Tasks for this exercise
A – Set down the portion of the kayak gear forum thread between "I posted a Craig's" and "the word on.", inclusive, without any changes.
B – In the kayak gear forum thread, around which intersections does the poster believe the bag was stolen?
C – Extend the kayak gear forum thread past the last line shown.

Document extract

+++++

# Found(Denver Highlands)-Big bag of Kayak gear found 2-3 weeks ago



## jmurret (Jul 7, 2008)

I found a large red bag of kayak gear in my yard about 3 weeks ago. it was clear that it was stolen and when the person who stole looked through it, they ditched it in my yard. So, I think it must have been stolen around the area of 38th and Federal...more specifically, 37th and Clay.

I posted a Craig's List ad at the time and have asked my neighbors to spread the word. This weekend, a friend told me about this site. So, please pass the word on. 

If this sounds like your stuff, just sent me an email at [email protected] with a brief description of the bag(brand/logos on the outside/etc.) and/or any of the contents and specific characteristics so I know they are yours. I don't kayak, so I might not know what you mean if you use a lot of paddler-speak. 

Please pass this along. Thanks.

Thanks. --John


----------



## stankboat (Mar 30, 2005)

+++++

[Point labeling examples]
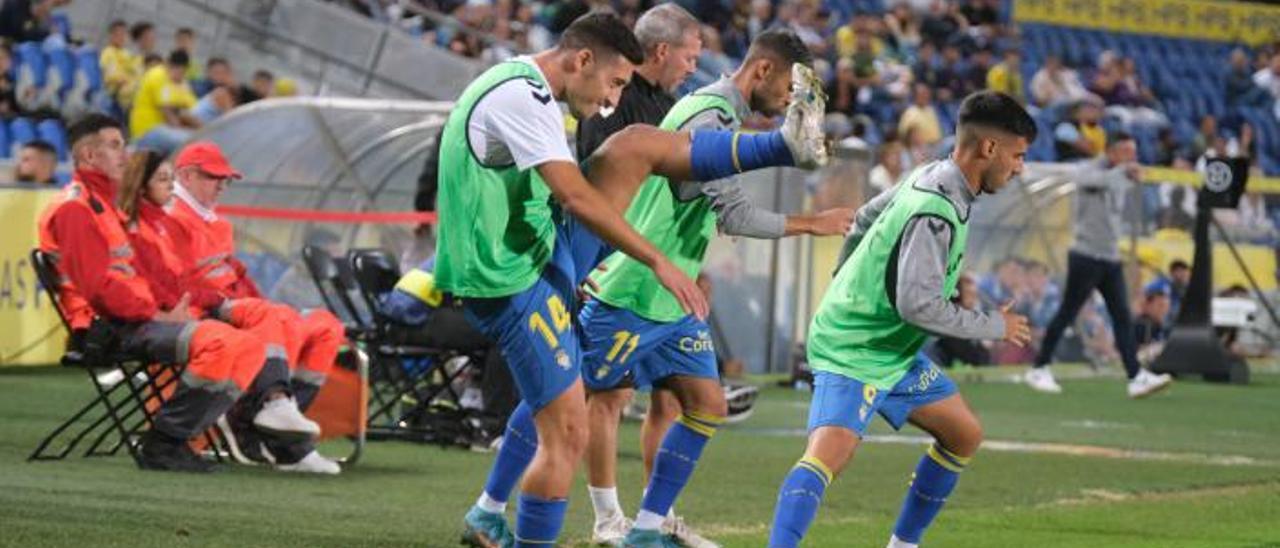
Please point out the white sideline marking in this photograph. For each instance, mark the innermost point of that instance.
(1061, 448)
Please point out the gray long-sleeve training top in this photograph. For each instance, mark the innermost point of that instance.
(922, 261)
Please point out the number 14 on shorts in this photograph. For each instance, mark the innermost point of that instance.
(560, 323)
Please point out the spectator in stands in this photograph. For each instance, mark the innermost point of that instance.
(928, 68)
(120, 67)
(184, 40)
(1269, 78)
(1055, 85)
(1148, 328)
(974, 77)
(951, 72)
(1006, 77)
(920, 117)
(1080, 136)
(858, 27)
(1173, 284)
(1008, 283)
(227, 91)
(37, 160)
(1166, 146)
(160, 118)
(1174, 214)
(1042, 298)
(1205, 137)
(904, 30)
(918, 150)
(1127, 99)
(942, 23)
(264, 83)
(809, 26)
(9, 105)
(1240, 88)
(144, 39)
(983, 17)
(888, 169)
(27, 21)
(946, 351)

+++++

Responses to the tasks
A –
I posted a Craig's List ad at the time and have asked my neighbors to spread the word. This weekend, a friend told me about this site. So, please pass the word on.

B – Around 38th and Federal, more specifically 37th and Clay.

C –
That is your neighbor's bag. He lost it a couple weeks ago. I sent you an email with his phone #.
-j





jmurret said:


> I found a large red bag of kayak gear in my yard about 3 weeks ago. it was clear that it was stolen and when the person who stole looked through it, they ditched it in my yard. So, I think it must have been stolen around the area of 38th and Federal...more specifically, 37th and Clay.
> 
> I posted a Craig's List ad at the time and have asked my neighbors to spread the word. This weekend, a friend told me about this site. So, please pass the word on.
> 
> ...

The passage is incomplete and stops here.